↓↓↓

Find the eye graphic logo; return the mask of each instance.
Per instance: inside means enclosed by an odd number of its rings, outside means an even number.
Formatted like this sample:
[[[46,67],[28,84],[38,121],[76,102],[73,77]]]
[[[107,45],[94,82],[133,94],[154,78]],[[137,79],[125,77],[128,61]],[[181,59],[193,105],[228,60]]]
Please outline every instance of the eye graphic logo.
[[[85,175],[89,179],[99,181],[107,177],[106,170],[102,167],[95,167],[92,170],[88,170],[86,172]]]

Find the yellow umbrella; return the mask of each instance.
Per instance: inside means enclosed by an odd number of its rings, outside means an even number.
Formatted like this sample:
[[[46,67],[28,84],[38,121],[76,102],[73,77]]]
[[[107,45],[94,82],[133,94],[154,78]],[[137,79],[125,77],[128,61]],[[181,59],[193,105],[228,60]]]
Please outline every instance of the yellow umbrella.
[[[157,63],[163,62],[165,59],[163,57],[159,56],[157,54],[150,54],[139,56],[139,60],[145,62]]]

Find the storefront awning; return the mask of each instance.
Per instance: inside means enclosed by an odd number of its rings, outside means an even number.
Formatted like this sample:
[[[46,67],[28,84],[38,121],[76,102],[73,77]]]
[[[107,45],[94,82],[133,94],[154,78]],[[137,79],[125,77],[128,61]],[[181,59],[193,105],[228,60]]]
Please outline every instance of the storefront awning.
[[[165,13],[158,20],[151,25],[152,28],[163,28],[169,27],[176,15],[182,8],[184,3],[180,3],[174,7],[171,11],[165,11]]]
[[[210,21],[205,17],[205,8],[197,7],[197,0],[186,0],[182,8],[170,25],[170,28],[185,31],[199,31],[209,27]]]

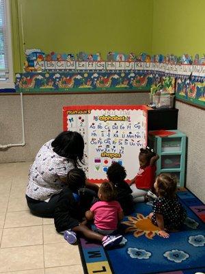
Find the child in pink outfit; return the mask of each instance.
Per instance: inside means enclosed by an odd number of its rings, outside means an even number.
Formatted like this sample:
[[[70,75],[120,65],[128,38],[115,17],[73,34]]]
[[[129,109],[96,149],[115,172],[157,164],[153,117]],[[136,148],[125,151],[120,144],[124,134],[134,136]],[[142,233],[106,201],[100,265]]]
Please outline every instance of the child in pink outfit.
[[[94,220],[96,231],[102,235],[113,234],[118,223],[124,218],[120,204],[114,201],[115,191],[110,182],[102,184],[98,190],[100,201],[94,203],[85,212],[87,220]]]

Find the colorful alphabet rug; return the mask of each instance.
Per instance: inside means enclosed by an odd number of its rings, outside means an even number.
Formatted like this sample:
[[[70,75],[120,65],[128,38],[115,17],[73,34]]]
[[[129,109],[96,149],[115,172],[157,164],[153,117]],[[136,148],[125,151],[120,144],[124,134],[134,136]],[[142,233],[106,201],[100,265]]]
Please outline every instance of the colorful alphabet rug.
[[[136,212],[124,218],[124,245],[105,251],[101,245],[80,238],[85,273],[205,273],[205,205],[186,189],[177,195],[188,216],[182,231],[159,237],[158,227],[148,219],[152,207],[138,203]]]

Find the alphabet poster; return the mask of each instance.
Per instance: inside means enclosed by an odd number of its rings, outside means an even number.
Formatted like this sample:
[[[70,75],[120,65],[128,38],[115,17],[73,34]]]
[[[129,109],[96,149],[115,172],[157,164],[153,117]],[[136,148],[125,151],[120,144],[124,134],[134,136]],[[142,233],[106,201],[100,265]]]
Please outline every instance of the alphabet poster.
[[[146,145],[146,105],[72,105],[63,108],[64,130],[79,132],[85,142],[83,167],[87,179],[100,183],[113,162],[132,179],[139,169],[138,155]]]

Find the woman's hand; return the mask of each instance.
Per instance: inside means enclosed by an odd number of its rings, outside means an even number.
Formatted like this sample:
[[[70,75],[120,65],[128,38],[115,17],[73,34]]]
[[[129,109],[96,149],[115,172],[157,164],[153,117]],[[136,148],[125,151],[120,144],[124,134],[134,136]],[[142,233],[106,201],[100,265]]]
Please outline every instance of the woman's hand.
[[[163,238],[169,238],[169,234],[164,230],[159,230],[158,235]]]
[[[92,184],[90,182],[88,182],[87,179],[86,179],[85,186],[86,188],[91,189],[92,190],[94,190],[96,194],[98,193],[99,190],[99,186],[96,184]]]

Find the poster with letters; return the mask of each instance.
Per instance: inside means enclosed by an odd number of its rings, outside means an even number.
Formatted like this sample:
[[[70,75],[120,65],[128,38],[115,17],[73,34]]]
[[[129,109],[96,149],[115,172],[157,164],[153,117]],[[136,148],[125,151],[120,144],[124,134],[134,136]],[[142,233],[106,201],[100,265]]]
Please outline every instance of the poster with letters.
[[[146,105],[72,105],[63,108],[64,130],[79,132],[85,142],[83,169],[87,179],[100,183],[113,162],[132,179],[139,169],[138,155],[147,140]]]

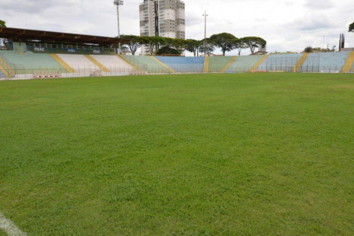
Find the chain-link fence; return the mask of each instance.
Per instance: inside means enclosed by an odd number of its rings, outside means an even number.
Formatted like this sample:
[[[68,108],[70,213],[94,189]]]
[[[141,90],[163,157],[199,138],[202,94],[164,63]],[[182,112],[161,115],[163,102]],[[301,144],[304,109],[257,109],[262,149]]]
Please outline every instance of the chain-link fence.
[[[331,61],[328,58],[324,59],[319,56],[309,57],[302,65],[298,65],[298,62],[299,58],[299,57],[268,58],[257,68],[255,68],[253,65],[238,66],[235,66],[234,63],[233,63],[225,69],[223,68],[225,65],[210,64],[207,72],[354,72],[354,65],[349,66],[349,68],[347,67],[347,68],[344,68],[345,59],[339,61],[337,59]],[[128,58],[126,59],[128,59]],[[73,68],[74,72],[70,72],[63,67],[25,66],[23,65],[15,64],[7,60],[6,58],[0,57],[0,79],[6,79],[9,77],[18,79],[25,79],[53,77],[79,77],[174,73],[201,73],[204,72],[204,65],[191,64],[188,66],[179,66],[178,64],[174,64],[169,65],[169,68],[166,68],[162,66],[149,66],[135,59],[133,57],[129,58],[129,59],[130,64],[138,69],[136,69],[127,66],[106,67],[108,70],[105,71],[98,67],[82,66],[74,67]],[[2,61],[2,63],[1,60]],[[239,62],[239,63],[241,64]],[[2,69],[1,68],[2,64]],[[6,67],[4,65],[4,64],[6,65]],[[346,71],[343,71],[343,70]],[[9,76],[9,74],[11,76]]]

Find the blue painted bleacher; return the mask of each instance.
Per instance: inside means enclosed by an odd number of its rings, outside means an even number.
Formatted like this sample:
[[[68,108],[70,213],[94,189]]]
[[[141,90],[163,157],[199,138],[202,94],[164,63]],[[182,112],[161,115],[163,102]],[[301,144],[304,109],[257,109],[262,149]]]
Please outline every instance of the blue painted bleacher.
[[[349,52],[310,53],[302,64],[303,72],[317,72],[321,70],[341,71],[349,56]]]
[[[155,57],[175,71],[180,73],[202,72],[204,57]]]
[[[60,64],[47,53],[34,53],[26,52],[19,53],[16,51],[3,51],[0,52],[0,56],[4,58],[8,65],[17,74],[32,73],[33,70],[66,71]]]
[[[2,71],[0,70],[0,79],[4,79],[6,77],[6,76],[5,75],[5,74],[2,73]]]
[[[258,70],[290,72],[303,53],[271,54],[258,67]]]
[[[263,57],[262,55],[240,56],[230,65],[226,71],[238,72],[249,71]]]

↑↑↑

#### REQUIREMENTS:
Can you return every line of all the items above unchanged, leaving out the pictures?

#### CORRECT RESULT:
Find the eye graphic logo; return the mask of each instance.
Per instance: inside means enclosed by an odd number of its rings, outside means an even number.
Formatted like this sample:
[[[46,67],[28,84],[38,121],[76,102],[73,77]]]
[[[107,45],[94,82],[133,94],[154,78]],[[137,79],[125,77],[128,61]],[[181,59],[193,105],[228,60]]]
Please outline every instance of the eye graphic logo.
[[[85,175],[89,179],[99,181],[107,177],[106,170],[102,167],[95,167],[92,170],[88,170],[86,172]]]

Find the yellow umbrella; return the mask of each instance.
Per instance: inside means enclosed by an odd number of its rings, outside means an even number.
Formatted like this sample:
[[[46,67],[28,84],[38,121],[76,102],[73,77]]]
[[[107,45],[94,82],[133,94],[154,78]],[[137,79],[125,77],[128,61]],[[181,59],[193,105],[228,60]]]
Please outline every instance of the yellow umbrella.
[[[157,63],[163,62],[165,59],[163,57],[159,56],[157,54],[150,54],[139,56],[139,60],[145,62]]]

Find the storefront awning; return the mask of each instance.
Per instance: inside means enclosed by an odd number of its rings, outside means an even number.
Formatted like this sample:
[[[46,67],[28,84],[38,121],[76,102],[73,77]]]
[[[107,45],[94,82],[133,94],[154,78]],[[137,79],[125,77],[128,61]],[[181,59],[193,105],[228,60]]]
Please outline every instance of the storefront awning.
[[[165,13],[158,20],[151,25],[152,28],[163,28],[169,27],[176,15],[182,8],[184,3],[180,3],[174,7],[171,11],[165,11]]]
[[[210,21],[205,17],[205,8],[197,7],[197,0],[186,0],[182,8],[170,25],[170,28],[185,31],[199,31],[209,27]]]

Find the child in pink outfit; return the mask of each instance.
Per instance: inside means enclosed by an odd number of its rings, outside means an even number.
Formatted like this sample:
[[[70,75],[120,65],[128,38],[115,17],[73,34]]]
[[[129,109],[96,149],[115,172],[157,164],[153,117]],[[136,148],[125,151],[120,144],[124,134],[134,136]],[[142,233],[106,201],[100,265]]]
Please outline every instance of the child in pink outfit.
[[[94,220],[96,231],[102,235],[113,234],[118,223],[124,218],[120,204],[114,201],[115,191],[110,182],[102,184],[98,190],[100,201],[94,203],[85,212],[87,220]]]

Find the colorful alphabet rug; return the mask of each instance.
Per instance: inside means enclosed by an odd number of its rings, outside means an even number.
Formatted like this sample:
[[[70,75],[120,65],[128,38],[115,17],[73,34]]]
[[[129,109],[96,149],[115,172],[157,164],[153,117]],[[136,148],[125,151],[120,144],[124,134],[134,136]],[[142,233],[106,201],[100,265]]]
Please outline every instance of the colorful alphabet rug.
[[[136,212],[124,218],[124,245],[105,251],[101,245],[80,238],[85,273],[205,273],[205,205],[186,189],[177,195],[188,216],[182,231],[159,237],[158,227],[148,219],[152,207],[138,203]]]

Find the alphabet poster; return the mask of each instance.
Per instance: inside means enclosed by an odd number of its rings, outside means an even number.
Formatted like this sample:
[[[70,75],[120,65],[128,38],[115,17],[73,34]]]
[[[129,109],[96,149],[115,172],[157,164],[153,117]],[[136,148],[125,151],[120,144],[124,134],[134,136]],[[142,233],[106,201],[100,265]]]
Please outline every instance of the alphabet poster.
[[[146,145],[146,105],[72,105],[63,108],[64,130],[79,132],[85,142],[83,167],[87,179],[100,183],[113,162],[132,179],[139,169],[138,155]]]

Find the woman's hand; return the mask of each instance.
Per instance: inside means enclosed by an odd number of its rings, outside means an even number.
Formatted like this sample:
[[[70,75],[120,65],[128,38],[115,17],[73,34]]]
[[[129,109],[96,149],[115,172],[157,164],[153,117]],[[136,148],[125,151],[120,144],[124,134],[134,136]],[[142,233],[106,201],[100,265]]]
Please outline every instance of the woman's hand.
[[[163,238],[169,238],[169,234],[164,230],[159,230],[158,235]]]
[[[92,184],[90,182],[88,182],[87,179],[86,179],[85,186],[86,188],[91,189],[92,190],[94,190],[96,194],[98,193],[99,190],[99,186],[96,184]]]

Find the poster with letters; return the mask of each instance.
Per instance: inside means enclosed by an odd number of its rings, outside means an even number.
Formatted like this sample:
[[[70,75],[120,65],[128,38],[115,17],[73,34]]]
[[[129,109],[96,149],[115,172],[157,164],[153,117]],[[136,148],[125,151],[120,144],[124,134],[134,136]],[[142,233],[106,201],[100,265]]]
Please outline every instance of the poster with letters.
[[[146,105],[72,105],[63,108],[64,130],[79,132],[85,142],[83,169],[87,179],[100,183],[113,162],[132,179],[139,169],[138,155],[147,140]]]

Find the chain-link fence; return the mask of each instance.
Per instance: inside means enclosed by an odd number of its rings, outside means an even number.
Formatted like this sample:
[[[68,108],[70,213],[94,189]]]
[[[141,90],[163,157],[199,138],[202,94],[164,63]],[[182,112],[161,115],[163,102]],[[301,144],[304,109],[257,109],[262,149]]]
Please outline every instance of the chain-link fence.
[[[331,61],[328,58],[324,59],[319,56],[309,57],[302,65],[298,65],[298,62],[299,58],[299,57],[268,58],[257,68],[255,68],[253,65],[238,66],[235,66],[234,63],[233,63],[225,69],[223,68],[225,65],[210,64],[207,72],[354,72],[354,65],[349,66],[349,68],[347,67],[347,68],[344,68],[345,59],[339,61],[337,59]],[[128,58],[126,59],[128,59]],[[73,68],[74,72],[70,72],[63,67],[25,66],[23,65],[15,64],[7,60],[6,58],[0,57],[0,79],[6,79],[9,77],[18,79],[25,79],[53,77],[79,77],[174,73],[201,73],[204,72],[204,65],[191,64],[188,66],[179,66],[178,64],[174,64],[169,65],[169,68],[166,68],[162,66],[149,66],[135,59],[133,57],[129,58],[129,59],[130,64],[138,69],[136,69],[127,66],[106,67],[108,70],[105,71],[98,67],[82,66],[74,67]],[[2,61],[2,63],[1,60]],[[239,62],[239,63],[241,64]],[[2,69],[1,68],[2,64]],[[6,67],[4,65],[4,64],[6,65]],[[346,71],[343,71],[343,70]],[[9,76],[9,74],[11,76]]]

Find the blue painted bleacher; return the mask of each instance.
Per instance: inside means enclosed by an odd number of its rings, outside means an even number.
Formatted like this sample:
[[[68,108],[70,213],[94,189]]]
[[[141,90],[163,157],[199,138],[202,94],[164,63]],[[182,112],[161,115],[163,102]],[[301,144],[304,109],[257,109],[262,149]]]
Please outline every instance of the blue painted bleacher.
[[[349,52],[310,53],[302,64],[303,72],[317,72],[321,70],[341,71],[349,56]]]
[[[155,57],[175,71],[180,73],[202,72],[204,57]]]
[[[60,64],[47,53],[34,53],[26,52],[19,53],[16,51],[3,51],[0,52],[0,56],[4,58],[8,65],[17,74],[32,73],[33,70],[66,71]]]
[[[2,71],[0,70],[0,79],[4,79],[6,77],[6,76],[5,75],[5,74],[2,73]]]
[[[258,70],[290,72],[303,53],[271,54],[258,67]]]
[[[263,57],[262,55],[240,56],[230,65],[226,71],[238,72],[249,71]]]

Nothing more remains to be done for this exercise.